▶ _WHAT THIS TASK INVOLVES_:
Reproduce word for word the part of the mailing-list message below from "It's definitely a" to "seen at 30-50%.".

▶ _PASSAGE_:
..........

[ros-users] Uservoice-like Suggestions Page

Jonathan Bohren jonathan.bohren at gmail.com
Thu Jul 19 20:59:36 UTC 2012

On Thu, Jul 19, 2012 at 10:07 PM, Ken Conley <kwc at kwc.org> wrote:

> On Thu, Jul 19, 2012 at 12:49 PM, Jonathan Bohren
> <jonathan.bohren at gmail.com> wrote:
> > On Jul 19, 2012 9:11 PM, "Ken Conley" <kwc at kwc.org> wrote:
> >>
> >> If you want to request a feature, it really should be in a ticket
> >> tracker -- or, even better, a patch should be attached.
> >
> > Considering the small size of many of the ros package development teams,
> > most of the time I submit tickets, bugfixes, feature requests to issue
> > trackers of projects, it feels like they're going into a black hole.
> This was something that KForge (new infrastructure) exacerbated, but
> was then meant to help with, but like most infrastructure, takes a lot
> of love, attention, and care to bring about the final vision -- just
> to hammer in my point that more infrastructure is not a good thing,

It's definitely a hard problem, but I feel like we need to do something
before things get too broken to fix.

> For the issue of patches, my life
> became a lot easier with stacks hosted on GitHub, where the cognitive
> load of integrating patches is very low.  For stacks not on GitHub,
> patches come in all different sorts of formats and take a huge amount
> of time to test and integrate -- most patches do not come with tests,
> and I'd estimate the defect rate in patches I've seen at 30-50%.

..........

▶ _STORED ROWS_:

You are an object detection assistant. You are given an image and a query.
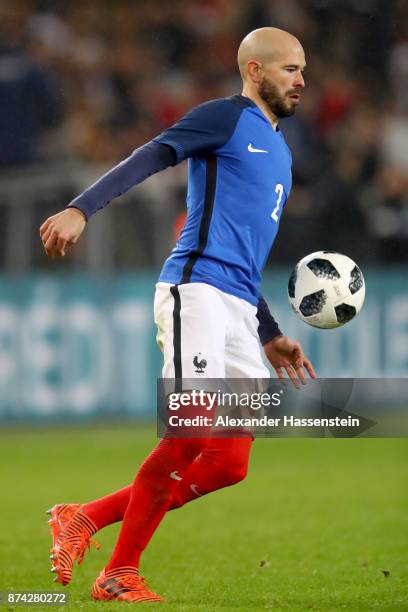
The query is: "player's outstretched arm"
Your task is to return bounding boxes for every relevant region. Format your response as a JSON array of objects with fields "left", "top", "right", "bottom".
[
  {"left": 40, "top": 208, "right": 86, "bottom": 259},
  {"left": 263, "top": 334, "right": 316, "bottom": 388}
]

..........

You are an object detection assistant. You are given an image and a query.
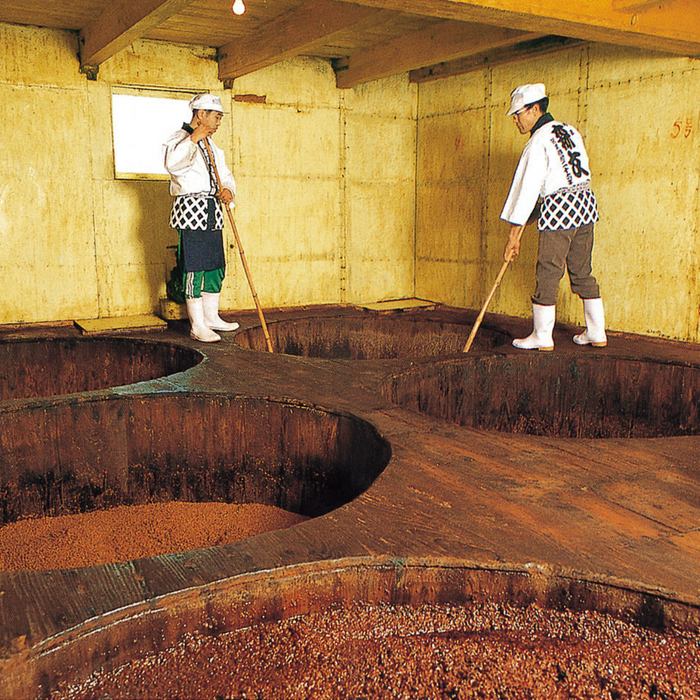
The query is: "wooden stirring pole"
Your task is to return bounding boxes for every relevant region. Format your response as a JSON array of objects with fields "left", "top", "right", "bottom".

..........

▶ _REPLY TO THE TASK_:
It's definitely a hard problem, but I feel like we need to do something
before things get too broken to fix.

> For the issue of patches, my life
> became a lot easier with stacks hosted on GitHub, where the cognitive
> load of integrating patches is very low.  For stacks not on GitHub,
> patches come in all different sorts of formats and take a huge amount
> of time to test and integrate -- most patches do not come with tests,
> and I'd estimate the defect rate in patches I've seen at 30-50%.